▸ WORK INSTRUCTION: Rewrite the stretch from "How to convert" through "can I do this?" in the question on converting a BufferedImage to black and white, replacing "border" with "frame".

▸ PASSAGE PROVIDED:
========================
How to convert a BufferedImage to black and white?

user2790209 picture user2790209 · Sep 21, 2013 · Viewed 18.1k times · Source

How can I convert an existing colored BufferedImage to monochrome? I want the image to be completely split between only two rgb codes, black and white. So if there's a border around the image which is a lighter or darker shade of the background, and the background is being converted to white, then I want the border to be converted to white as well, and so on.

How can I do this?

If its necessary to save the image / load it from disk, I can do that if necessary.

Edit: Code to test this:

package test;

import java.awt.Graphics2D;
import java.awt.image.BufferedImage;
import java.io.File;
import java.util.HashSet;
import javax.imageio.ImageIO;

public class Test
{
    public static void main(String[] args)
    {
        try
        {
            BufferedImage img = ImageIO.read(new File("http://i.stack.imgur.com/yhCnH.png") );
            BufferedImage gray = new BufferedImage(img.getWidth(), img.getHeight(),
                    BufferedImage.TYPE_BYTE_GRAY);

            Graphics2D g = gray.createGraphics();
            g.drawImage(img, 0, 0, null);

            HashSet<Integer> colors = new HashSet<>();
            int color = 0;
            for (int y = 0; y < gray.getHeight(); y++)
            {
                for (int x = 0; x < gray.getWidth(); x++)
                {
                    color = gray.getRGB(x, y);
                    System.out.println(color);
                    colors.add(color);
                }
            }

            System.out.println(colors.size() );
        }
        catch (Exception e)
        {
            e.printStackTrace();
        }
    }
}

Image used:

image

Using this, I get the output of 24 as the last output, i.e there were 24 colors found in this image, when there should be 2.

Answer

user2790209 picture user2790209 · Sep 21, 2013

The solution was to use BufferedImage.TYPE_BYTE_BINARY as the type rather than TYPE_BYTE_GRAY. Using BINARY causes a pure black & white copy of the image to be created, with no colors except b & w. Not pretty looking, but perfect for things like OCR where the colors need to be exact.
========================
▸ INFORMATION GIVEN:
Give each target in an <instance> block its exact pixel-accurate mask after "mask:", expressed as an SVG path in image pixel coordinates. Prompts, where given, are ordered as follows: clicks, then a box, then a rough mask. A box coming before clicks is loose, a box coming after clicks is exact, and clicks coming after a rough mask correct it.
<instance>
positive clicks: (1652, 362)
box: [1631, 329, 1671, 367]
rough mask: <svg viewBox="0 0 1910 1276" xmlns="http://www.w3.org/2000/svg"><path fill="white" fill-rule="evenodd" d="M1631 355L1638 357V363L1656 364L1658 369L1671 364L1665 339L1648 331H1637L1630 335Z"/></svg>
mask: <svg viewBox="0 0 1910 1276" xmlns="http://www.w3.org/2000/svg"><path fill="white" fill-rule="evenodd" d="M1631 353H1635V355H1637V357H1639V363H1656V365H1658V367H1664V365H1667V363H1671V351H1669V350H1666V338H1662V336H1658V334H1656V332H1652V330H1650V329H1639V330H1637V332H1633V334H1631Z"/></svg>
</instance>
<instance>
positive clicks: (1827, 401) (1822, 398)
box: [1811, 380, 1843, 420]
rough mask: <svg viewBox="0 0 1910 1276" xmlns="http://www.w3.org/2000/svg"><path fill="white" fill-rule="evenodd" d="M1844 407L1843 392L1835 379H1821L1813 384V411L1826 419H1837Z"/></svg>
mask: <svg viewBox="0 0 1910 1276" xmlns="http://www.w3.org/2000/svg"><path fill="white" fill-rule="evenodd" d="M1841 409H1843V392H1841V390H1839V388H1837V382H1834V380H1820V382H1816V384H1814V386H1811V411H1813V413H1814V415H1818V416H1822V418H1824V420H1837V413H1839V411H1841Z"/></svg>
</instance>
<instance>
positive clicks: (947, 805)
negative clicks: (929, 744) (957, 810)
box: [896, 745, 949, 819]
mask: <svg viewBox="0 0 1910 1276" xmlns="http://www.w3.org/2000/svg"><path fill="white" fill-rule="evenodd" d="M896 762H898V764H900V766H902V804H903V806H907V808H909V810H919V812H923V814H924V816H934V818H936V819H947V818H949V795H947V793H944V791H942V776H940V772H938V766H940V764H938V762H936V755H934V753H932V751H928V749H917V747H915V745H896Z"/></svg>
========================
▸ SOLVED EXERCISE:
How to convert a BufferedImage to black and white?

user2790209 picture user2790209 · Sep 21, 2013 · Viewed 18.1k times · Source

How can I convert an existing colored BufferedImage to monochrome? I want the image to be completely split between only two rgb codes, black and white. So if there's a frame around the image which is a lighter or darker shade of the background, and the background is being converted to white, then I want the frame to be converted to white as well, and so on.

How can I do this?